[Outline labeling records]
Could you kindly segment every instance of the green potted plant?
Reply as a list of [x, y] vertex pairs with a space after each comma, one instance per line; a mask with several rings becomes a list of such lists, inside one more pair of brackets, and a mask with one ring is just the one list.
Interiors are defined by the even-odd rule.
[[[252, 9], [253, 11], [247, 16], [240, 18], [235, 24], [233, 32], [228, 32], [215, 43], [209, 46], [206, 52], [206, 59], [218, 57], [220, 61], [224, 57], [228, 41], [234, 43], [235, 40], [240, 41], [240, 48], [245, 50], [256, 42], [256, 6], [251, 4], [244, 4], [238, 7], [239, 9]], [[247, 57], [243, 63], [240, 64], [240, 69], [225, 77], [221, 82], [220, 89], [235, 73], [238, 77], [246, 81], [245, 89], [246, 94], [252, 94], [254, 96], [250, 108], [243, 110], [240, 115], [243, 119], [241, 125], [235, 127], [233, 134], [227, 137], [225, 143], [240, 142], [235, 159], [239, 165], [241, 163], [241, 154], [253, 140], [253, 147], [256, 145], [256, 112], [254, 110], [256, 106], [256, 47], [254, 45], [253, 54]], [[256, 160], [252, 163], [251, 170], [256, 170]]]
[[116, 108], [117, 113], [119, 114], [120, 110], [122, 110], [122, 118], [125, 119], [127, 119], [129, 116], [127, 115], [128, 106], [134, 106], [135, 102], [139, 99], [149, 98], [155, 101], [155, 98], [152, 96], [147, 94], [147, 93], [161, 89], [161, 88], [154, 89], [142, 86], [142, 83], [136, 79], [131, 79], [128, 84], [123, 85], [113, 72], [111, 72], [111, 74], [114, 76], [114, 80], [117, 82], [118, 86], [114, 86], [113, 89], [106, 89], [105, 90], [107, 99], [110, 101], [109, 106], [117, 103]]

Exercise aim —
Pick out every line of the data above that contains the string "instance", with case counting, and copy each one out in full.

Result for this task —
Could you kindly segment every instance of the green potted plant?
Reply as a list of [x, y] vertex pairs with a space after each comma, one instance per line; a mask with several rings becomes a list of such lists, inside one more pair of brackets, and a mask with one ring is just the one list.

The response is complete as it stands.